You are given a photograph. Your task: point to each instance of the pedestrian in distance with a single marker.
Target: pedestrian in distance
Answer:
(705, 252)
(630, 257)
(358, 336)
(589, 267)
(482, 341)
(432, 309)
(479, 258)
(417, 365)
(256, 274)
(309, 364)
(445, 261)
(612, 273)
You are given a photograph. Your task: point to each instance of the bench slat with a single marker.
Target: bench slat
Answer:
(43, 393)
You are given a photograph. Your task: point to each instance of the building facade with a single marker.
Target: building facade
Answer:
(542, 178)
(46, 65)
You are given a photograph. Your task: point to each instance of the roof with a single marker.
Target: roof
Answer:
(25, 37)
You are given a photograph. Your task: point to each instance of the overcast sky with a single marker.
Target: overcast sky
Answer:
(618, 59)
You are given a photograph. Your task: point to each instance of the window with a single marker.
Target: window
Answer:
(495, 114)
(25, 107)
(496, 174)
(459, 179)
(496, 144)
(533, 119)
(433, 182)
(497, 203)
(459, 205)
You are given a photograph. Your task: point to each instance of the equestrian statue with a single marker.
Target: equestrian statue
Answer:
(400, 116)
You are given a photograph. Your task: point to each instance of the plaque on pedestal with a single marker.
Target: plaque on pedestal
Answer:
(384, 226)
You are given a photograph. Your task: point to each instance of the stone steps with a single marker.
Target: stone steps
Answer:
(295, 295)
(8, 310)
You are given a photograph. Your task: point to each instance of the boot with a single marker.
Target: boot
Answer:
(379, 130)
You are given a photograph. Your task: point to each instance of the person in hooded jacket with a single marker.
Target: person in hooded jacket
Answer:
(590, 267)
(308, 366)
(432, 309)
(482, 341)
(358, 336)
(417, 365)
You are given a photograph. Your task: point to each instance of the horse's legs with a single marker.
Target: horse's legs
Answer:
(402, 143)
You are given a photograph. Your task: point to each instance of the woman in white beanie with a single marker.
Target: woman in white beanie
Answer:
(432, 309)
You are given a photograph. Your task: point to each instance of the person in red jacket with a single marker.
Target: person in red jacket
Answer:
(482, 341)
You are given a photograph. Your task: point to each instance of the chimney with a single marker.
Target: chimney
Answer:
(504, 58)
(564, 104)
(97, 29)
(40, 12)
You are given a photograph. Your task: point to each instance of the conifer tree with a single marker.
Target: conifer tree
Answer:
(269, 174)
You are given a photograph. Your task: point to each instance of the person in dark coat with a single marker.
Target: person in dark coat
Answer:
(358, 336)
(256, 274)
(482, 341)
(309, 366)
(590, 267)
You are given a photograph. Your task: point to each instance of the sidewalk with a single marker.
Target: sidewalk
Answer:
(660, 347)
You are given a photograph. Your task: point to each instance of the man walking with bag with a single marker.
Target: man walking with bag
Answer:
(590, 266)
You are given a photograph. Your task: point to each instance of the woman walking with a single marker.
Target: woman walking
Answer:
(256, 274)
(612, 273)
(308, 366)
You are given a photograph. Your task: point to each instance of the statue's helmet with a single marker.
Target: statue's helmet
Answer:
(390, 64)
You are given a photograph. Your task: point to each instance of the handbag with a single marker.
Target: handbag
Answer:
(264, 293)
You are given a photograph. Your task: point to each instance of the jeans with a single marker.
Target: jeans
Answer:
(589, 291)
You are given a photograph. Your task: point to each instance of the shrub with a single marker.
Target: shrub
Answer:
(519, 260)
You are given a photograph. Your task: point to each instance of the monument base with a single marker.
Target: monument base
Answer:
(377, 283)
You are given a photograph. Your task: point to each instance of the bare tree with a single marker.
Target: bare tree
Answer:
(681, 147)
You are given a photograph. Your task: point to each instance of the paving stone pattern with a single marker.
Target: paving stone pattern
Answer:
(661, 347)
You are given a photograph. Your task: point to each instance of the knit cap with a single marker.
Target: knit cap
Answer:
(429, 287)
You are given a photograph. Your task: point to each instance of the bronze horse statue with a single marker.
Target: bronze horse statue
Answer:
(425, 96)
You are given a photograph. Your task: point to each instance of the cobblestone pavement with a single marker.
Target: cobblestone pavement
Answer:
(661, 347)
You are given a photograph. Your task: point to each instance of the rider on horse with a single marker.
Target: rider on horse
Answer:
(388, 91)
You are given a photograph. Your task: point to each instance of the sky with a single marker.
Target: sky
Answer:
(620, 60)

▸ **TASK BRIEF**:
Beginning with the opening line above, retype the records exactly through the line with "Target: building facade", both ends included.

▸ **FINISHED EXERCISE**:
You are given a photograph. Your task: point to each instance of the pedestrian in distance with a single marker.
Target: pedestrian in distance
Answer:
(705, 252)
(630, 257)
(358, 336)
(589, 267)
(482, 341)
(432, 309)
(479, 258)
(417, 365)
(256, 274)
(309, 364)
(445, 261)
(612, 273)
You are given a photograph. Your task: point to each instance of the bench slat with a single marker.
Target: bench slat
Answer:
(43, 393)
You are given a photograph. Your task: point to each instance of the building facade with a single marker.
Target: building facade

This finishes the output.